++++ STORED RECORDS

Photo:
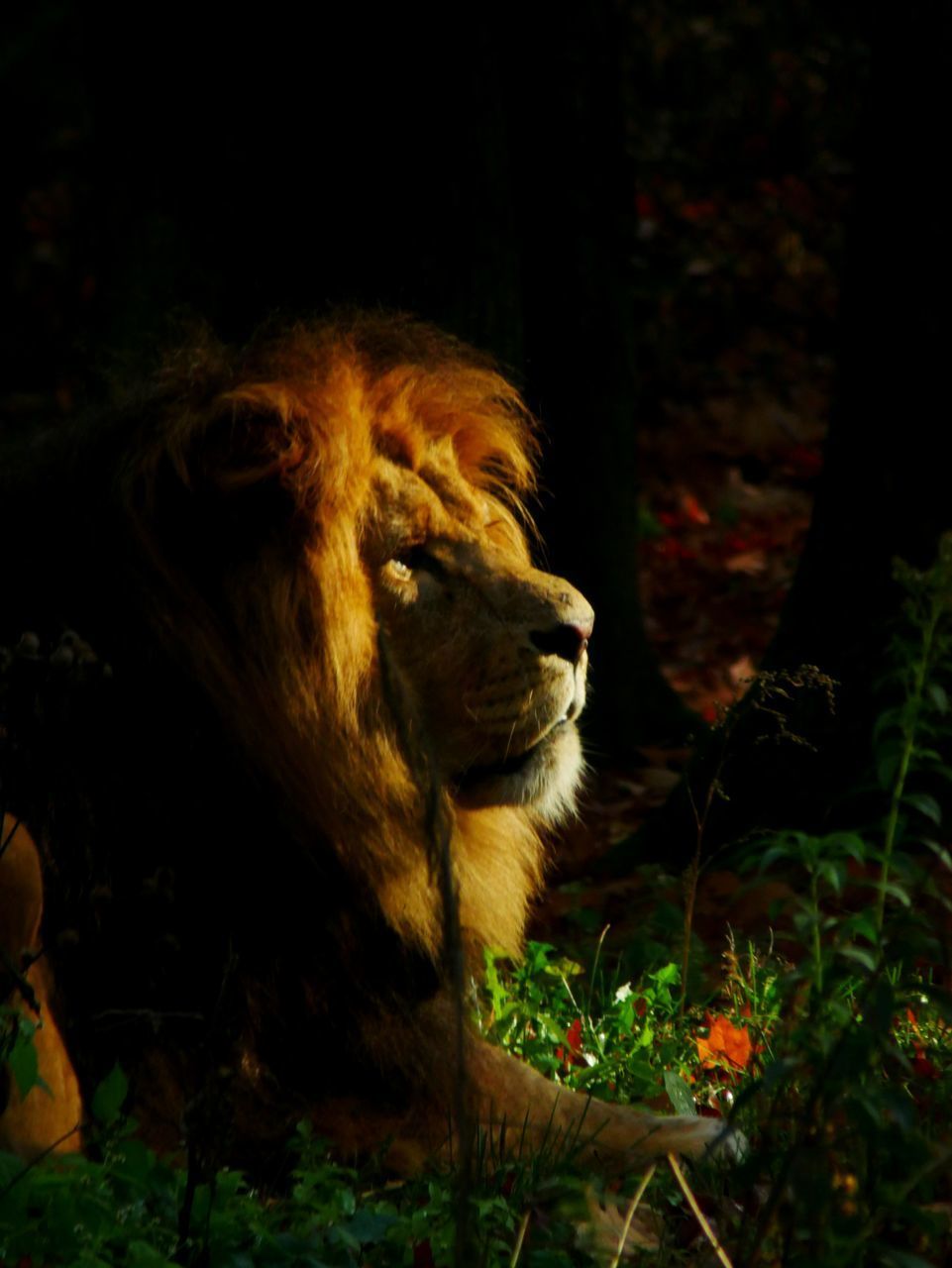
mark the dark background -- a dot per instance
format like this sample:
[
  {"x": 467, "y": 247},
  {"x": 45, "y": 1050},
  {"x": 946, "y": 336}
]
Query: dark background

++++++++

__TASK INSTRUCTIONS__. Write out the text lines of the entries above word for word, omitting the pictures.

__EXERCISE SOLUTION__.
Photo:
mark the dark background -- a dot per instance
format like this sample:
[
  {"x": 467, "y": 247},
  {"x": 45, "y": 1050},
  {"x": 946, "y": 336}
]
Query: dark background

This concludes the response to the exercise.